● **WORK INSTRUCTIONS**
Pick out every line in the data entries below that contains the word "wall", and copy each one. Case counts, so match the word only where its capitalization is the same.

(Data entries)
"""
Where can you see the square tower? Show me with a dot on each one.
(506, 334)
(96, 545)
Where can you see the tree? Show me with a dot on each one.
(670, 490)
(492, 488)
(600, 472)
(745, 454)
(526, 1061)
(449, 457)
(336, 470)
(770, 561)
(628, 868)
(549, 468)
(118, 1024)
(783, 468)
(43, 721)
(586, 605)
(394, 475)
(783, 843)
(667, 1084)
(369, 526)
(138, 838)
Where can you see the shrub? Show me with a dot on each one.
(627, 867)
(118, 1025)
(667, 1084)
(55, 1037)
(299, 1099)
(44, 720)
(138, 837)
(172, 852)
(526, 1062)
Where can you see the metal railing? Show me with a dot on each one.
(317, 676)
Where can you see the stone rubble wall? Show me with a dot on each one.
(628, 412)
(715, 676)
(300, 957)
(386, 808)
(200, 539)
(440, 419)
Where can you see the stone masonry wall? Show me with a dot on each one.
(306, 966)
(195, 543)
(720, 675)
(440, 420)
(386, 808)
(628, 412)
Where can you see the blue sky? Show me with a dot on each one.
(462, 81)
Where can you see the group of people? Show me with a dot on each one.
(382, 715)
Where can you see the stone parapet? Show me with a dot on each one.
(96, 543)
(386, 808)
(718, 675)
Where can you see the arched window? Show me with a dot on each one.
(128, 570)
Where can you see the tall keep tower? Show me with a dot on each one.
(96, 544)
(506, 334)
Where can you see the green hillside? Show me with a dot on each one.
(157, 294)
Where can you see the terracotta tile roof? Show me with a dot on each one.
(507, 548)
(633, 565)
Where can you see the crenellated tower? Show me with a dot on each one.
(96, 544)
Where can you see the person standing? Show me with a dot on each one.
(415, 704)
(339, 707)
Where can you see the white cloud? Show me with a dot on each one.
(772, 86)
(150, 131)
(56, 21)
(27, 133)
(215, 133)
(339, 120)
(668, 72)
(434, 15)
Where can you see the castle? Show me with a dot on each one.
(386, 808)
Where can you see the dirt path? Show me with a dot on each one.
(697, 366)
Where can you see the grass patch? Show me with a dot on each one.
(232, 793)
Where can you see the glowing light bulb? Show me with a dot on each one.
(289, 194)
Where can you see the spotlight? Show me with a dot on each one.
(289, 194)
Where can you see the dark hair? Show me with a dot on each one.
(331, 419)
"""
"""
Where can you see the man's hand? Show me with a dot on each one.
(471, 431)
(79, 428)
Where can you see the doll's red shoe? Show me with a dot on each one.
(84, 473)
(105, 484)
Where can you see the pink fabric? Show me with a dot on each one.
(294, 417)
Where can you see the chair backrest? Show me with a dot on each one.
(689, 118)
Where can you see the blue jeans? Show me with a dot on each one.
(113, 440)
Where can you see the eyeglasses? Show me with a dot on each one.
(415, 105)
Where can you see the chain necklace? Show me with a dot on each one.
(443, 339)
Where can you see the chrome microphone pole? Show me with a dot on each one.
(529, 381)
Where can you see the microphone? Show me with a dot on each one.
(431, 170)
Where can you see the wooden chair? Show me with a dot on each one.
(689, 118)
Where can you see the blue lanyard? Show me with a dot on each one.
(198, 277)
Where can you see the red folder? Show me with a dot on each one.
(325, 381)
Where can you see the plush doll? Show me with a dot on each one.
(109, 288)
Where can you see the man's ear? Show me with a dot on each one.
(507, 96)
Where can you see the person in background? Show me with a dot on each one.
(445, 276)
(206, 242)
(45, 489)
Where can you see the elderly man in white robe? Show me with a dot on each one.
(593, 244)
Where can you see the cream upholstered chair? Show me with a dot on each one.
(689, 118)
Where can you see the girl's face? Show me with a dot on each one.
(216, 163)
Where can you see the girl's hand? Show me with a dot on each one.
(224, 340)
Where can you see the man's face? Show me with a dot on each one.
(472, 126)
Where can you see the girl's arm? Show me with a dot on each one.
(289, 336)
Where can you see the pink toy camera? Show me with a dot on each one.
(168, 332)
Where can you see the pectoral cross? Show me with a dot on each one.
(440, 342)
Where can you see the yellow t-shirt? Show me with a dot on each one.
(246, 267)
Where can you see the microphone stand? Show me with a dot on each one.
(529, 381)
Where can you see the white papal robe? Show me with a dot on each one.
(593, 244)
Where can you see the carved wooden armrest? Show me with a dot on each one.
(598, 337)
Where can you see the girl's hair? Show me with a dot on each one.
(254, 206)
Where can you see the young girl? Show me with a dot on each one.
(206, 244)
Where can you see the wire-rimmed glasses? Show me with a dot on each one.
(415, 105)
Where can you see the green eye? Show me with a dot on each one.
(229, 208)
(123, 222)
"""
● **TASK RESULT**
Where can you see the stone rubble wall? Show me with a dot on each one.
Where can you see the stone masonry wall? Show me with a dot on each one.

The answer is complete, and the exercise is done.